Parts of the exercise »
1. Answer these questions using the ionic compound lab instructions:
(a) What volume of water is measured with the graduated cylinder?
(b) Which ionic compound is already entered as an example in the CODAP workbench?
(c) Which symbols stand for multiplication and division when editing a formula in CODAP?
2. Write the next part of the ionic compound lab instructions, continuing after their final sentence.

Page extract »
----------

You will observe and record the temperature change when dissolving an ionic compound in water. Recall that an ionic compound is composed of cations and anions in specific proportions to create a neutral ionic compound.

You will need the following resources to complete this assignment.

• HW Modeling Breaking Bonds

1. Record which ionic compound you are using in the table below.
2. Use a weighing boat to measure 1 gram of the ionic compound.
3. Use a graduated cylinder to measure 5 mL of water.
4. Record the initial temperature of the water.
5. In a small beaker, combine the water and ionic compound.
6. Place the temperature probe into the beaker and observe. Record the greatest difference in temperature from the starting temperature of the water/ionic compound mixture.
7. Dispose of water/ionic compound mixture in a sink and rinse out the beaker.
8. Repeat steps 1-7 with a total of five different ionic compounds.

In order to rank the five ionic compounds according to the temperature change in 5 mL of water, we will use an online data analysis platform called CODAP. Below, you will see a CODAP workbench. CODAP will allow us to visualize our data immediately upon entering it into the platform.

Let's begin with familiarizing ourselves with the CODAP environment:

1. The platform is below these instructions. Notice an example ionic compound (NaCl) has been entered for you. Enter your data for the five ionic compounds you tested below this example.
2. To better visualize the data, we can make a graph. In order to create a graph, drag the Ionic Compound variable to the x-axis of the plot as shown in the GIF on the right.
3. Drag the ∆T/gram variable to the y-axis of the plot as shown in the GIF on the right.
4. Observe the resulting plot. Then answer the questions below the CODAP workbench.

In order to convert our data from ∆T/gram to ∆T/mole, we need to find the molar mass of each compound. Then we can convert each ionic compound's mass from grams to moles. Finally, we would need to take our calculated temperature change and divide that by our moles, but that is so much work. What if we could make CODAP do some of that for us?

1. As before, the platform is below these instructions. The sodium chloride example has been expanded to include molar mass, moles, and ∆T/mole.
2. Calculate the molar mass for each ionic compound and enter it in the platform below.
3. CODAP can now calculate moles for you if you provide it with the correct formula. Hold the cursor over moles as seen in the gif at right and click on Edit Formula. Use the asterisk (*) for multiplication and the slash (/) for division.

----------

Data entries »
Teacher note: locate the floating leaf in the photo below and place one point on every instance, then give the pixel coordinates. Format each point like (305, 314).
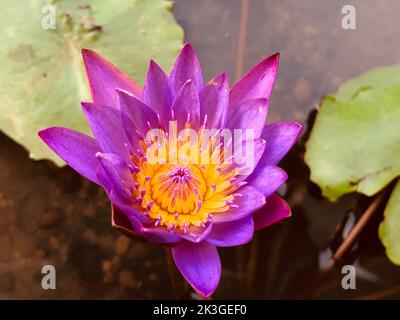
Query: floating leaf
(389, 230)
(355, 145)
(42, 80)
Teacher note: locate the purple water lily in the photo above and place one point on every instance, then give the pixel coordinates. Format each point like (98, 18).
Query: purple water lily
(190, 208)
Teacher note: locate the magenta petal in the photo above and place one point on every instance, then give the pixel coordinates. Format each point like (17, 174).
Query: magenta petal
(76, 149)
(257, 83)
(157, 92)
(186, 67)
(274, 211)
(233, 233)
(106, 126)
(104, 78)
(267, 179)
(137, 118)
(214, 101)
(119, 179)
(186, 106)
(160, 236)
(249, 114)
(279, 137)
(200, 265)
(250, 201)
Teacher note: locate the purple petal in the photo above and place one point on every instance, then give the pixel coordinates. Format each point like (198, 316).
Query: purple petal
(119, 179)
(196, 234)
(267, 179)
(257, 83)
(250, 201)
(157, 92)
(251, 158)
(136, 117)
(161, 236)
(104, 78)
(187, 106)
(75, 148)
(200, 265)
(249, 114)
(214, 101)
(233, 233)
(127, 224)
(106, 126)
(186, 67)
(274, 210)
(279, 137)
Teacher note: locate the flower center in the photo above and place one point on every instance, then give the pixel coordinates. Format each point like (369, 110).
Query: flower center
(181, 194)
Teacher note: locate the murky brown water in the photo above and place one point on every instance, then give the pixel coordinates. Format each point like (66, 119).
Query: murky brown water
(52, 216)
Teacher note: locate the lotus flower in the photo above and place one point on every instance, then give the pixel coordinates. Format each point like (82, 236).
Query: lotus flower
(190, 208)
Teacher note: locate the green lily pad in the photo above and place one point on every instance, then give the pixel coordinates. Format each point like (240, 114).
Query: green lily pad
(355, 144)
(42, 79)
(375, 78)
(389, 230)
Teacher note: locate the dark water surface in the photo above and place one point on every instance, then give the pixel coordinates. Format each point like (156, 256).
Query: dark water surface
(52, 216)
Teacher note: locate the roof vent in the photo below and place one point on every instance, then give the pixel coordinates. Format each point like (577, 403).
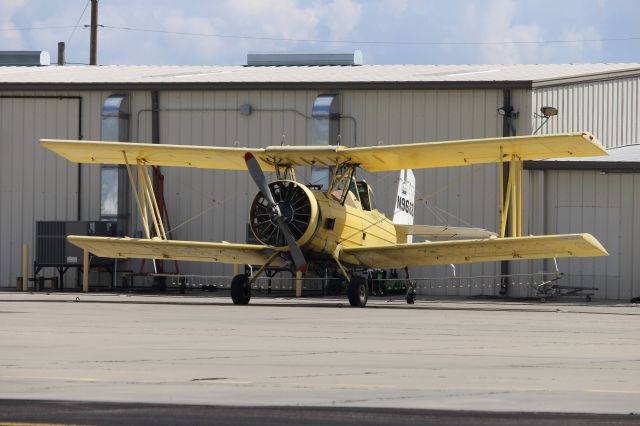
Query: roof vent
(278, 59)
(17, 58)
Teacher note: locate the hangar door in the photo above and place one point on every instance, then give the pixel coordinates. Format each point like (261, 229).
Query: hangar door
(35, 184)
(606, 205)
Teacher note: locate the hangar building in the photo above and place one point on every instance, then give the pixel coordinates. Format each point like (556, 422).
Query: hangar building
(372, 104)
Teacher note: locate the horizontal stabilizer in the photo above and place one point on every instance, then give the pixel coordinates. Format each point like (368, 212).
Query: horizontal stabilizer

----------

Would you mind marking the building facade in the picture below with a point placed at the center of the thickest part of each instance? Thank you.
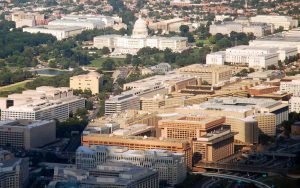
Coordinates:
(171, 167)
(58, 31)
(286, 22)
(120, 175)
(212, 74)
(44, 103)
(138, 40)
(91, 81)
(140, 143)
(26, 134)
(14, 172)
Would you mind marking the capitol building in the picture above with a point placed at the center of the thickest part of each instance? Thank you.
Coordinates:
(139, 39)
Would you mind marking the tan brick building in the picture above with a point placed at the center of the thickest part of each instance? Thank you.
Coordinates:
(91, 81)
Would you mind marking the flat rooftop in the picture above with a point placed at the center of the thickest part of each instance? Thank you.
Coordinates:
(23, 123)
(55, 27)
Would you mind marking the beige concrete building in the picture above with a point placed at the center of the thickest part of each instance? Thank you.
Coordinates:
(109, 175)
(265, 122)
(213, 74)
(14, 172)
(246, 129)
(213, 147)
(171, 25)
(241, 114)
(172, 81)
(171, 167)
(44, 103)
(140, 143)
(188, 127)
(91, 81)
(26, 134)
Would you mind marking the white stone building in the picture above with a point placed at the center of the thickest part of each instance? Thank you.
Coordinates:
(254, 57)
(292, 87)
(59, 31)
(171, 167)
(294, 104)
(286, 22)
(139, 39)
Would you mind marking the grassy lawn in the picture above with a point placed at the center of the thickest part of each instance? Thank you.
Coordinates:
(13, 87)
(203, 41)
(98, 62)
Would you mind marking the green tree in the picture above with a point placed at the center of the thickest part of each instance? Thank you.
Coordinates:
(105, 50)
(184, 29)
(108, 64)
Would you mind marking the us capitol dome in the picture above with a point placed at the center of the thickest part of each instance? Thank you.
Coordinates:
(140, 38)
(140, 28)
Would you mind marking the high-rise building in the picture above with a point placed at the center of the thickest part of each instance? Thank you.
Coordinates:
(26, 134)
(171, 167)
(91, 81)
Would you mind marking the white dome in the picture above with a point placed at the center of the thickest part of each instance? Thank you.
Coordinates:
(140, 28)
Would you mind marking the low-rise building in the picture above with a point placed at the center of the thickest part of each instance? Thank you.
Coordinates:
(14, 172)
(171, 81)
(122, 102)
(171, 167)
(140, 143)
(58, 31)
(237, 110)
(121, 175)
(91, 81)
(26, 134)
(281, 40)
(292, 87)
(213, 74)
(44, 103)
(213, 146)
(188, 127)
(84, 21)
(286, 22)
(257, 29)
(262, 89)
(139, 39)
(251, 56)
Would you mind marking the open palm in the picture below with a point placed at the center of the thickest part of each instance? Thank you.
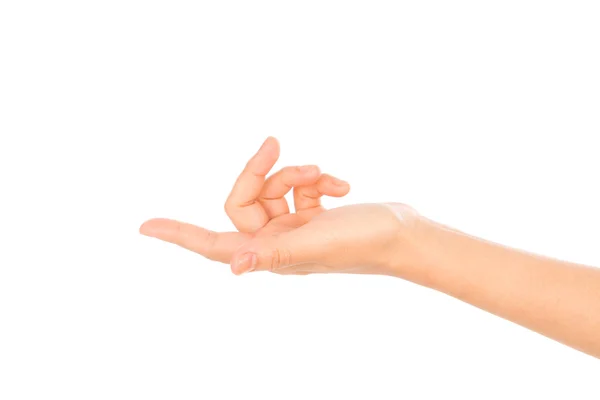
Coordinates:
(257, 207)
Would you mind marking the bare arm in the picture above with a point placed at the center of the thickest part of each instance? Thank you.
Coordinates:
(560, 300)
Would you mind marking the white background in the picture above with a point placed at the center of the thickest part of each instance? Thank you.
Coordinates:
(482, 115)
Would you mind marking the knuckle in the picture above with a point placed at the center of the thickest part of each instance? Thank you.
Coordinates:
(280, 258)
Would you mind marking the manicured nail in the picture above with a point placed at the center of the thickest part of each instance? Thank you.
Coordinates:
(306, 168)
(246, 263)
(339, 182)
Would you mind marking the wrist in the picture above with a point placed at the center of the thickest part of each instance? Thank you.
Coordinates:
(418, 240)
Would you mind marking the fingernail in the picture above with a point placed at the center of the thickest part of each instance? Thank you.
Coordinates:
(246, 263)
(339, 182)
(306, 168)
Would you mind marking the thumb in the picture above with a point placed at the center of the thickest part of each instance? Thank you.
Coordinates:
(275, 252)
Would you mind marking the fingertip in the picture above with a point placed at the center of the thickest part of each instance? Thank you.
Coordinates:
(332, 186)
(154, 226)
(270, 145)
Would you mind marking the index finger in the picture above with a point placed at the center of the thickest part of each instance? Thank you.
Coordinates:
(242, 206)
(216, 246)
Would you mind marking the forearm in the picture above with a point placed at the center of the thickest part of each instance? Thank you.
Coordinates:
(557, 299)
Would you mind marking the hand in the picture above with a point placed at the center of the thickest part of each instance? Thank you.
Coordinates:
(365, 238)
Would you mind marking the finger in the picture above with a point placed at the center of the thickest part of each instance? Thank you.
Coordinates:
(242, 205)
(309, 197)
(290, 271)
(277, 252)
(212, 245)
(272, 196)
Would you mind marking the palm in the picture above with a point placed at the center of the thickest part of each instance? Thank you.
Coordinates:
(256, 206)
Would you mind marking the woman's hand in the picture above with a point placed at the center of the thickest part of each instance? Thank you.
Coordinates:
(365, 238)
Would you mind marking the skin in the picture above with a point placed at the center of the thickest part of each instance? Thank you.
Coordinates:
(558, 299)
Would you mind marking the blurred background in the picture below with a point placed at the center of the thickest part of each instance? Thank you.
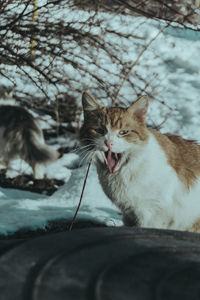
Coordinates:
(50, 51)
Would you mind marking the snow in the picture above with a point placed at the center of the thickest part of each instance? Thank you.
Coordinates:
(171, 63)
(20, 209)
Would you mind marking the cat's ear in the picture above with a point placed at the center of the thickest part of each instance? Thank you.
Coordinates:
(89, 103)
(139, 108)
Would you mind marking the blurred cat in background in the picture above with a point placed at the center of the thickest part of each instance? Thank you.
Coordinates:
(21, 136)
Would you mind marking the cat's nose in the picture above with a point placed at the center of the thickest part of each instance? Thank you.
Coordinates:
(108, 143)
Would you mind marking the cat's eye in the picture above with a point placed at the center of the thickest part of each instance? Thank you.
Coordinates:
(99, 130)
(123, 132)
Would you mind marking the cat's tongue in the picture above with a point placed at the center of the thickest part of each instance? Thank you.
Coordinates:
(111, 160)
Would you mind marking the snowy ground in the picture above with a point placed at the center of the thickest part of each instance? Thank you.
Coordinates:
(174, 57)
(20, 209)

----------

Answers for the tasks »
1.
(a) 5 mL
(b) NaCl (sodium chloride)
(c) The asterisk (*) stands for multiplication and the slash (/) for division.

2.
4. Click Apply to close the formula editor. You should see values appear in the moles column.
5. Now follow the same procedure to calculate values for the ∆T/mole column. Again to better visualize the data, we can make a graph.
6. Drag the Ionic Compound variable to the x-axis of the plot.
7. Drag the ∆T/mole variable to the y-axis of the plot.
8. Observe the resulting plot. Then answer the questions below the CODAP workbench.

Last unit we explored how the amount of reactant will affect the amount of product produced. We want to expand upon this knowledge and explore how the amount of reactant affects other factors in chemical reaction. Read through the protocol below and determine which ionic compound you will use and the amounts of that compound you will use for each trial before starting your investigation.

Protocol Investigation 2.A – Vary the amount of ionic compound

• You will need to choose one ionic compound to test, from the ionic compounds tested in Investigation Part 1.
• You will need to vary the amount of ionic compound, staying within the 1-3 gram range.
• You will need to keep the amount of water constant, at 5 mL.
• You will need to record the initial temperature of each individually as well as the greatest difference in temperature from the starting temperature of the water/ionic compound mixture.
• Complete three trials.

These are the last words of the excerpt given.